# daisy ammo...



## Gary r. voigt (Oct 8, 2012)

well, just waiting for the vendor to get back from vacation so I can order my scout...heck, we all need some time-off now and then...mean while I went to fleet farm to check out their slingshot section for some ammo...found some daisy powerline premium steel ammo in 3/8" 70 count for 4.79..when I opened the box I found that the spheres had a flat spot on each side 180 degrees apart and the was about will this throw the flight off a little or is this not a big deal...I weighed it on my scale an they are about 3.2-3.4 grams apiece....flat spot is about 3/16" on each side...

thanks,

Gary


----------



## Imperial (Feb 9, 2011)

It won't affect it. I think the flat spots are so it won't either roll around too much or to hold onto in the pouch. Think of it as oval shaped rock ammo.


----------



## Gary r. voigt (Oct 8, 2012)

ok thanks, I will be glad when I get to be more familiar with the slingshot info and ammo...

thanks,

Gary


----------



## Phoul Mouth (Jan 6, 2015)

I don't really see any useful function for the flat spots at all. I shoot 3/8 inch steel ball bearings that are perfectly round and have no issues holding them in my pouch. Dunno, just kind of odd.

Also, if you look around online you can order bulk steel 3/8 inch ball bearing for much cheaper than you can buy the daisy ammo.

You got 70 rounds for 5 bucks. Here is a link to 500 round for 16 bucks.

http://www.amazon.com/Inch-Steel-Shot-Slingshot-Balls/dp/B00JZ18K20/ref=sr_1_3?ie=UTF8&qid=1465113038&sr=8-3&keywords=3%2F8+ball+bearing

When it comes to ammo if you can save by buying bulk it's usually a good idea.


----------



## Viper010 (Apr 21, 2012)

I get the same 3/8 steel with the same flat spots from empty spray paint cans. Some friends of mine go through a LOT of spray paint (graffiti artists that do a lot of payed projects such as store fronts) and although it's a job cutting open all them cans n cleaning the ammo (only 3 balls per can) free ammo is free ammo, after all.

I think the flat spots are probably the result of the manufacturing process and don't serve a specific purpose other than being cheaper to make that way than real round ball bearings.

Seems rather expensive though, 70 pieces for five bucks. Maybe Daisy also has to go through the rather labor intensive process of collecting them from old aerosol cans..... ????

Oh and like Imperial said... The flat spots won't affect accuracy. I've shot ovals, cylinders, cubes and round balls with and without flat spots and accuracy is all about the same. It really is the Indian, not the arrow.

**Objective:** Would you carry on the forum thread about Daisy slingshot ammo from its final post?

**Records shown:**
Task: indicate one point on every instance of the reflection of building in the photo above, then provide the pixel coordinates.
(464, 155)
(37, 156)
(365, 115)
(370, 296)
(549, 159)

**Written response:**
Only things that affect accuracy for me, are low density ammo and very irregular shapes, but even those can be mastered with enough practise. Just watch some Rufus Hussey videos, you'll know what I mean.


----------



## StretchandEat (Nov 11, 2015)

Viper010 said:


> I get the same 3/8 steel with the same flat spots from empty spray paint cans. Some friends of mine go through a LOT of spray paint (graffiti artists that do a lot of payed projects such as store fronts) and although it's a job cutting open all them cans n cleaning the ammo (only 3 balls per can) free ammo is free ammo, after all.
> I think the flat spots are probably the result of the manufacturing process and don't serve a specific purpose other than being cheaper to make that way than real round ball bearings.
> Seems rather expensive though, 70 pieces for five bucks. Maybe Daisy also has to go through the rather labor intensive process of collecting them from old aerosol cans.....
> Oh and like Imperial said... The flat spots won't affect accuracy. I've shot ovals, cylinders, cubes and round balls with and without flat spots and accuracy is all about the same. It really is the Indian, not the arrow.
> Only things that affect accuracy for me, are low density ammo and very irregular shapes, but even those can be mastered with enough practise. Just watch some Rufus Hussey videos, you'll know what I mean.


I love street art.. do you have any pucs of your freinds work?


----------



## Gary r. voigt (Oct 8, 2012)

ok thanks for the info and good ideas...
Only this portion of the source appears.